• [What to produce] The records below must be retyped exactly.
[start of Recorded data]
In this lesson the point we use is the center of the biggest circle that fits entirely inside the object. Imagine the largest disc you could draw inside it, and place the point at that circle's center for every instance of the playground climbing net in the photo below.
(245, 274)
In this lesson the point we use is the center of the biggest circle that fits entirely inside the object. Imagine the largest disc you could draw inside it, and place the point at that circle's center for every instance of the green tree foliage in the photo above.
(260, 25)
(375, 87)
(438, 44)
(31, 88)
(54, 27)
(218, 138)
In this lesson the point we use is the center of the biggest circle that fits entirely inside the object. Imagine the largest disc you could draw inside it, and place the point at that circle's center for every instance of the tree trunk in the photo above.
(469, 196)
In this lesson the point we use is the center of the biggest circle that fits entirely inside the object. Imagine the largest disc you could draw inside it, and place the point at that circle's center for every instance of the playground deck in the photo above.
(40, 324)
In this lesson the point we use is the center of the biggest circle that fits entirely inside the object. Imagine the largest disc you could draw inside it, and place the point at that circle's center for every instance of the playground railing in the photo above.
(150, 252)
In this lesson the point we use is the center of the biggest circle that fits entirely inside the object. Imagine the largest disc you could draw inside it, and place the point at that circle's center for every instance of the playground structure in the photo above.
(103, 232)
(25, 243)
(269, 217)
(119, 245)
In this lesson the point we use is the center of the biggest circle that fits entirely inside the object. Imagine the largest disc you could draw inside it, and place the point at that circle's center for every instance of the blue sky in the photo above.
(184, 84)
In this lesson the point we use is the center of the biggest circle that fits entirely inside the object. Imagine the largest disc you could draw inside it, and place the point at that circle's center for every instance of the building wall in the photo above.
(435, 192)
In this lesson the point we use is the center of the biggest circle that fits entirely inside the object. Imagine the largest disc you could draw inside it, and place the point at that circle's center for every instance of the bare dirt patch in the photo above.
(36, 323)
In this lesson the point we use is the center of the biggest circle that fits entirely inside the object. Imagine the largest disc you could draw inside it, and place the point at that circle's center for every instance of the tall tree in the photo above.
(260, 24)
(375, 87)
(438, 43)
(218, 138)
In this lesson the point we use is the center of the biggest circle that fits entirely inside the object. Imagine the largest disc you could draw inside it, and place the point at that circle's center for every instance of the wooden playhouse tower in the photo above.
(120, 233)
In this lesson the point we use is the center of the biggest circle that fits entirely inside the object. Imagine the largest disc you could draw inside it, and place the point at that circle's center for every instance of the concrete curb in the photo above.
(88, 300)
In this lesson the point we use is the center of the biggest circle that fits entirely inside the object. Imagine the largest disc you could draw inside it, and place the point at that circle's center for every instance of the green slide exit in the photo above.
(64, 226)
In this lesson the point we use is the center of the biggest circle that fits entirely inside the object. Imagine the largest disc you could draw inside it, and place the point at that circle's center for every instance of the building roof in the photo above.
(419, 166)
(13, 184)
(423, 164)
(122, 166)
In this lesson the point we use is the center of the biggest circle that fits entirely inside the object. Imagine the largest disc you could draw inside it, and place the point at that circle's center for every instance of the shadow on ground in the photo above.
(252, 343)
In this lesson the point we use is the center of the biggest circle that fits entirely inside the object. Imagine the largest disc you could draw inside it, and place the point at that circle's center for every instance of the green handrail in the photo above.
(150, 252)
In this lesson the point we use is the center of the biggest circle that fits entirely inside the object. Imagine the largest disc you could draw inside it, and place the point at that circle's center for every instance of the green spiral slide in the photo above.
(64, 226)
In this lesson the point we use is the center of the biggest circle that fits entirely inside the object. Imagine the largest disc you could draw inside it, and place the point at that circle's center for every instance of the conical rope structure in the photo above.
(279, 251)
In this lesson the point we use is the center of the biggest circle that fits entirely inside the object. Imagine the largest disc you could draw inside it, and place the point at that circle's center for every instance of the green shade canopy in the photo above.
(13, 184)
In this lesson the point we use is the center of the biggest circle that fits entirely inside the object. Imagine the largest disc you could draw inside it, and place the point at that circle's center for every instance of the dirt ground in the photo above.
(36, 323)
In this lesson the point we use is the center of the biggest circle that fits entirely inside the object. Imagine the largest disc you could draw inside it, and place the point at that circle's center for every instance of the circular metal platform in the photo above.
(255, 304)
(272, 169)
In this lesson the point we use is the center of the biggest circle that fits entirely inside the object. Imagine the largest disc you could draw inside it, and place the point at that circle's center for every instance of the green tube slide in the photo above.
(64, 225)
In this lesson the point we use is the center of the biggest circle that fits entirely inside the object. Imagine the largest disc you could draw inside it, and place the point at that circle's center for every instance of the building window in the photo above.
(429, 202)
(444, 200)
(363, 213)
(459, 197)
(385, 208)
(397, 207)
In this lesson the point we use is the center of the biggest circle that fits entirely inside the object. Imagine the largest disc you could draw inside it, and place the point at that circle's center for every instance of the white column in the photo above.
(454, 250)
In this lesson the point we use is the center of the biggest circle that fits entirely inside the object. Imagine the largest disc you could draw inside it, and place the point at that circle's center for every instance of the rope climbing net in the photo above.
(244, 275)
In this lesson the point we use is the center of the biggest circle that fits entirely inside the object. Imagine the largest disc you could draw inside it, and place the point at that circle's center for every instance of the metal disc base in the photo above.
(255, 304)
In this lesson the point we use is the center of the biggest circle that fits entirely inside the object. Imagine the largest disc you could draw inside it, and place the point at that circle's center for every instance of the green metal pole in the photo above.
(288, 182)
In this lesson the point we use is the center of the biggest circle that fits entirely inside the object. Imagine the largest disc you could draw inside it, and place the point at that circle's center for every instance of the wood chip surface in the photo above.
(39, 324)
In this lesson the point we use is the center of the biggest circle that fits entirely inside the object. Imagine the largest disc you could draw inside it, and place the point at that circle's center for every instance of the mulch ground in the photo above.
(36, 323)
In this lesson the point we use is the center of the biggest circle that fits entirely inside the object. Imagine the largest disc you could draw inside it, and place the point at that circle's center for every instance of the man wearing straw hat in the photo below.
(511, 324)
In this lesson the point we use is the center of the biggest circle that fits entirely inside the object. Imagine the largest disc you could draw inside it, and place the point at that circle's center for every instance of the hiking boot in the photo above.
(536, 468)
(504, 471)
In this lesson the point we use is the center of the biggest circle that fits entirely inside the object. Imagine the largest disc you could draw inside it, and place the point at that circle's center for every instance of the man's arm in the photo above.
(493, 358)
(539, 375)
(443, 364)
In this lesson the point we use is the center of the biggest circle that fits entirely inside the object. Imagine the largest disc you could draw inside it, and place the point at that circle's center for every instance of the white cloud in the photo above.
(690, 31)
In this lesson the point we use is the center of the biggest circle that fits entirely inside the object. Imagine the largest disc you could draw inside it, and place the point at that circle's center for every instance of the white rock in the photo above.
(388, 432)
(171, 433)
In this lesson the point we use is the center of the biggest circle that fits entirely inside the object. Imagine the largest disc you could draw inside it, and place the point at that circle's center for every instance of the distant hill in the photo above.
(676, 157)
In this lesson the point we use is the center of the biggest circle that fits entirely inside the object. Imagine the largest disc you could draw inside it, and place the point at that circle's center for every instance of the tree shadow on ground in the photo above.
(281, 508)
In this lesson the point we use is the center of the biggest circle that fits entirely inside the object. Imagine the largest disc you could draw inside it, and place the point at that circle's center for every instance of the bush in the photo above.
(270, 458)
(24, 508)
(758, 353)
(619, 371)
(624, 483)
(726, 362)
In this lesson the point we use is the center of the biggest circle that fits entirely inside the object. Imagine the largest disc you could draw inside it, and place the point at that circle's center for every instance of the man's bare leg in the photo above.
[end of Recorded data]
• [The completed task]
In this lesson the point we use is the center of the biggest circle that fits entirely inside the object. Imagine the largest disc you could draw inside it, and place the point at that circle's center for every instance of the playground climbing net in the photo below.
(245, 274)
In this lesson the point we use is the center of the biggest circle that fits entirely inside the object. Imagine the largest disc you could draw inside it, and place the point at that circle's center for every instance of the green tree foliage in the photo above.
(260, 25)
(375, 87)
(438, 44)
(31, 88)
(54, 27)
(218, 138)
In this lesson the point we use is the center of the biggest circle that fits entirely inside the object. Imagine the largest disc you could draw inside it, and place the point at that circle's center for every instance of the tree trunk in the photo above.
(469, 196)
In this lesson the point we use is the center of the biggest circle that fits entirely inside the object. Imagine the largest disc you could draw inside it, and place the point at that circle's center for every instance of the playground deck in the photo above.
(40, 324)
In this lesson the point we use is the center of the biggest circle that fits entirely inside the object. Imagine the largest disc you could draw inside it, and place the point at that circle's center for every instance of the playground railing in the photo above.
(150, 252)
In this lesson the point we use is the center of the biggest circle that fits entirely inside the object. Imagine the largest disc you could draw inside it, and place the point at that circle's center for every instance of the playground structure in the photo above.
(103, 232)
(25, 243)
(269, 217)
(119, 245)
In this lesson the point we use is the center of the biggest circle that fits entirely inside the object. Imagine the largest disc you could draw inside it, and place the point at that circle's center for every instance of the blue sky in the photo above.
(184, 84)
In this lesson the point we use is the center of the biggest circle that fits entirely inside the object. Imagine the largest disc you could draw inside it, and place the point at that circle's center for every instance of the building wall in the photo above.
(435, 192)
In this lesson the point we use is the center of the biggest circle that fits entirely inside the object. Imagine the largest disc you could draw inside it, and place the point at that circle's center for every instance of the bare dirt patch in the photo above.
(36, 323)
In this lesson the point we use is the center of the biggest circle that fits entirely inside the object. Imagine the largest disc you could draw inside it, and place the point at that circle's center for every instance of the tall tree in the photo above.
(260, 24)
(375, 87)
(438, 43)
(218, 138)
In this lesson the point we use is the center of the biggest circle that fits entirely inside the object. Imagine the largest disc you could draw inside it, and place the point at that circle's center for every instance of the wooden playhouse tower in the photo above.
(120, 233)
In this lesson the point we use is the center of the biggest circle that fits entirely inside the object. Imagine the largest disc you could draw inside it, and place the point at that circle's center for every instance of the concrete curb in the photo above.
(88, 300)
In this lesson the point we use is the center of the biggest circle that fits entirely inside the object. Imagine the largest disc you could draw inside it, and place the point at that circle's center for every instance of the green slide exit in the photo above.
(64, 226)
In this lesson the point we use is the center of the biggest circle that fits entirely inside the object. Imagine the largest disc you could draw inside it, and place the point at that circle's center for every instance of the building roof in the photo above.
(419, 166)
(13, 184)
(423, 164)
(122, 166)
In this lesson the point we use is the center of the biggest circle that fits entirely inside the object. Imagine the largest disc you could draw inside it, and place the point at that circle's center for every instance of the shadow on ground in the photo above.
(252, 343)
In this lesson the point we use is the center of the biggest circle that fits entirely inside the object. Imagine the largest disc you could draw inside it, and place the point at that circle's center for every instance of the green handrail in the photo above.
(150, 252)
In this lesson the point we use is the center of the biggest circle that fits entirely inside the object. Imagine the largest disc you could draw inside it, and place the point at that circle's center for every instance of the green spiral slide in the photo above.
(64, 226)
In this lesson the point we use is the center of the biggest circle that fits entirely inside the object. Imagine the largest disc you could draw inside it, and place the point at that circle's center for every instance of the conical rope structure in the photo above.
(279, 251)
In this lesson the point we use is the center of the biggest circle that fits entirely inside the object. Imagine the largest disc you could draw inside it, and place the point at that circle's center for every instance of the green shade canopy in the photo above.
(13, 184)
In this lesson the point we use is the center of the biggest circle that fits entirely inside the object. Imagine the largest disc you could draw inside it, and place the point at that circle's center for every instance of the dirt ground in the photo above.
(36, 323)
In this lesson the point we use is the center of the biggest circle that fits entirely inside the object. Imagine the largest disc you could draw inside it, and place the point at that circle's center for every instance of the circular metal platform in the photo above.
(255, 304)
(272, 169)
In this lesson the point we use is the center of the biggest circle that fits entirely inside the object. Imagine the largest disc you could draw inside it, and place the point at that circle's center for every instance of the green tube slide in the photo above.
(64, 225)
In this lesson the point we use is the center of the biggest circle that fits entirely inside the object. Imagine the largest disc you could draw inside it, and place the point at that circle's center for every instance of the building window in the photo above.
(429, 202)
(444, 200)
(363, 213)
(459, 197)
(385, 208)
(397, 207)
In this lesson the point we use is the center of the biggest circle that fits entirely inside the object. Imagine the largest disc you could draw inside it, and place the point at that circle's center for every instance of the white column in the photo above.
(454, 250)
In this lesson the point we use is the center of the biggest circle that fits entirely inside the object. Imagine the largest disc you could draw inside it, and place the point at that circle's center for every instance of the rope climbing net in the photo above.
(244, 275)
In this lesson the point we use is the center of the biggest circle that fits entirely inside the object. Imagine the largest disc you could draw inside it, and place the point at that circle's center for every instance of the metal disc base in the photo above.
(255, 304)
In this lesson the point we use is the center of the biggest circle that fits entirely inside the object. Imagine the largest disc you could draw inside it, and place the point at that circle's center for every instance of the green metal pole in the photo above.
(288, 182)
In this lesson the point we use is the center of the biggest circle that fits entirely inside the object. Imagine the largest disc you could draw inside it, and place the point at that circle's center for every instance of the wood chip surface in the photo above.
(39, 324)
In this lesson the point we use is the center of the biggest circle that fits entirely inside the object. Imagine the largest disc you could draw inside it, and place the point at that circle's center for every instance of the mulch ground in the photo above.
(36, 323)
In this lesson the point we use is the center of the biggest circle that fits entirely inside the object. Imagine the largest disc you could draw inside it, and place the point at that circle's center for every instance of the man wearing straw hat in the photo below.
(511, 324)
In this lesson the point we use is the center of the biggest circle that fits entirely inside the object. Imagine the largest disc you could draw inside it, and place the point at that circle's center for every instance of the hiking boot in the photo above.
(536, 468)
(504, 471)
In this lesson the point we use is the center of the biggest circle that fits entirely inside the object. Imagine the largest disc you could draw inside it, and place the point at that circle's center for every instance of the man's arm in the photo above.
(493, 358)
(539, 375)
(443, 364)
In this lesson the point we use is the center of the biggest circle that fits entirely inside the object. Imagine the largest disc you could draw inside it, and place the point at that circle's center for every instance of the white cloud in the photo above.
(690, 31)
In this lesson the point we use is the center of the biggest circle that fits entirely inside the object. Imagine the largest disc you could draw inside it, and place the point at that circle's center for every instance of the white rock in the photo above.
(388, 432)
(171, 433)
In this lesson the point we use is the center of the biggest circle that fits entirely inside the object. Imagine the largest disc you could draw inside it, and place the point at that circle's center for every instance of the distant hill in the photo above.
(676, 157)
In this lesson the point we use is the center of the biggest circle that fits entirely inside the object. Imagine the largest disc you could draw inside it, and place the point at that circle's center for every instance of the tree shadow on ground in the photo above.
(281, 508)
In this lesson the point we use is the center of the biggest circle that fits entirely inside the object. Imagine the largest disc you could draw inside it, and place the point at that circle's center for every instance of the bush in the photo above.
(270, 458)
(24, 508)
(758, 353)
(619, 371)
(624, 483)
(726, 362)
In this lesson the point we use is the center of the biggest circle that fits entirely inside the object. Imagine the largest disc you could draw inside it, and place the point at that circle's center for every instance of the man's bare leg in the photo above.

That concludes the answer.